◆ REQUIRED ACTION 1 ◆
In the biography of Professor Guy Lemieux, retype the passage from "Professor Guy Lemieux" up to and including "custom accelerator interfaces.".
◆ REQUIRED ACTION 2 ◆
Extend the biography of Professor Guy Lemieux, starting right after its final sentence.

Professor Guy Lemieux

Guy is a Professor in Computer Engineering at the University of British Columbia University of British Columbia where he teaches advanced digital design and computer systems/architecture related courses. His research focuses on improving FPGA devices and CAD tools, in particular making them easier to use and more efficient for computing tasks. His research has shown how to design FPGA interconnect to be more efficient, that CAD tool performance can be enhanced through parallelism, and that overlays are a much easier way to program FPGAs . His latest research is attempting to make machine learning and artificial intelligence applications more efficient on FPGAs through low-precision arithmetic, such as TinBiNN for binary neural networks, and using custom accelerator interfaces.

Prof. Lemieux graduated from University of Toronto where he was part of a team that designed NUMAchine, a cache-coherent multiprocessor built from scratch using MIPS R4400 CPUs, custom PCBs and FPGAs. Throughout his career, he's designed or co-designed various soft processors and accelerators (MIPS and NIOS clones, VIPERS , VEGAS , VENICE , ORCA RISC-V, and Saturn-V) and co-founded VectorBlox Computing which developed the MXP (Matrix Processor), a tensor accelerator. Within RISC-V International, he is an elected member of the Technical Steering Committee and chair of the SoftCPU Special Interest Group . Throughout the COVID-19 pandemic, he worked with a small team from the SIG to develop new technology for managing custom instructions without namespace collisions in the ISA, resulting in Google's CFU-Playground as well as CFU interfaces in Lattice's RISC-V RX IP core and Efinix's Titanium FPGAs. After extending this further to provide virtualization and protection (like virtual memory), it is being offered as a basis specification for the new Composable Extensions (CX) Task Group which he helped launch. He was also a member of the RISC-V Vector and the early Cache Management Operations committees. Finally, he serves as a Voting Member and Editor within the Working Group for IEEE P3109 Standard for Arithmetic Formats for Machine Learning which has been releasing updates through its Interim Report.

◆ RECORDS SHOWN ◆
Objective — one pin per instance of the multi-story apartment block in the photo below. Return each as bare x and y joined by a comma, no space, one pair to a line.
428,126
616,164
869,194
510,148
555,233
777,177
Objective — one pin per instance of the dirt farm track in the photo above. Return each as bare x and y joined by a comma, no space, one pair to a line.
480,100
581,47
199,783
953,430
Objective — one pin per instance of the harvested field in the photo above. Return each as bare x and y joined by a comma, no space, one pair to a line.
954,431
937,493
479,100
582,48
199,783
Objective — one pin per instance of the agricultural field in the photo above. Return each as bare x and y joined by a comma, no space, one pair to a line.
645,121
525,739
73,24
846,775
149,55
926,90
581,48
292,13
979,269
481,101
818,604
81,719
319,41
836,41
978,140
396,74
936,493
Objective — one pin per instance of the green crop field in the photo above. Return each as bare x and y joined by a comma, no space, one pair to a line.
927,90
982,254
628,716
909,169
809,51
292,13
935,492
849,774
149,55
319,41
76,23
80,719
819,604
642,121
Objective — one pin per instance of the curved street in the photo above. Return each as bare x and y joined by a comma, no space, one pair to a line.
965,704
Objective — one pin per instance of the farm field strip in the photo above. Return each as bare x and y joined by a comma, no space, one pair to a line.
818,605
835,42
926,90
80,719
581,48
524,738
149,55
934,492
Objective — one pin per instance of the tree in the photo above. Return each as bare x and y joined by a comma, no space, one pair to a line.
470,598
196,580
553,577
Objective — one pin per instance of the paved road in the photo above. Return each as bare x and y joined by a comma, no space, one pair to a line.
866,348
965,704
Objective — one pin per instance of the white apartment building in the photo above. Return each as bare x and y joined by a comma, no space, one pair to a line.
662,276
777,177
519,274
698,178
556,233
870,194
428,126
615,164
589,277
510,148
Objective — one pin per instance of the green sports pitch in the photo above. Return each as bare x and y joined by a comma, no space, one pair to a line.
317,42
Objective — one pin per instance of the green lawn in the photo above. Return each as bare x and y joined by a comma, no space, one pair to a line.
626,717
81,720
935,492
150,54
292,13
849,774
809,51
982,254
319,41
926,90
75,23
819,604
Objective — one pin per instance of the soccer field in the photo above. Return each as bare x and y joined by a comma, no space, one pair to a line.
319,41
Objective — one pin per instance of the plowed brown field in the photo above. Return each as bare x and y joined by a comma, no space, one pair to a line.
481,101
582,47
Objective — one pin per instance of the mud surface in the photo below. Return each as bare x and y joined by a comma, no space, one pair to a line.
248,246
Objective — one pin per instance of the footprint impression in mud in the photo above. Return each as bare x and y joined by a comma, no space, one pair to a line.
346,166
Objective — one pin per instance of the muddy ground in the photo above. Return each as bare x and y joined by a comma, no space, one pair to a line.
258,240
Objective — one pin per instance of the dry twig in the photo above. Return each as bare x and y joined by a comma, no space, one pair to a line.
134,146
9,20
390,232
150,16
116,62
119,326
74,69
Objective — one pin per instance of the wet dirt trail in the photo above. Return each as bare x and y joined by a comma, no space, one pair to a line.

◆ ANSWER SPACE 1 ◆
Professor Guy Lemieux

Guy is a Professor in Computer Engineering at the University of British Columbia University of British Columbia where he teaches advanced digital design and computer systems/architecture related courses. His research focuses on improving FPGA devices and CAD tools, in particular making them easier to use and more efficient for computing tasks. His research has shown how to design FPGA interconnect to be more efficient, that CAD tool performance can be enhanced through parallelism, and that overlays are a much easier way to program FPGAs . His latest research is attempting to make machine learning and artificial intelligence applications more efficient on FPGAs through low-precision arithmetic, such as TinBiNN for binary neural networks, and using custom accelerator interfaces.

◆ ANSWER SPACE 2 ◆
FPGAs, short for Field-Programmable Gate Arrays, are are universal logic chips, capable of emulating any other digital chip. Of course, this emulation capability comes with some overhead in the form of cost and performance -- a key goal of Prof. Lemieux's research is to drive down the cost as well as improve the speed and power dissipation of these chips. He has done this through optimization at various levels including the transistor-level design, architecture (internal organization) of the device, and CAD tools that map circuits into the device.

Prof. Lemieux is especially interested in the acceleration of compute-oriented applications using custom hardware. For this purpose, FPGAs have shown much promise, but they also have a reputation for being very difficult to "program", particularly among software-oriented designers, the key users in such applications. To help, he is a strong advocate for the use of overlay architectures, which are digital circuits built on top of FPGAs that make them easier to program. Overlays are like a new type of FPGA, in that they themselves are programmable, but they are more application-specific and have fewer users, making them unlikely to be built as custom chips. Nevertheless, his research has shown that regular C programs can be easily mapped to processor-like overlays and offer levels of performance that competitive with GPUs.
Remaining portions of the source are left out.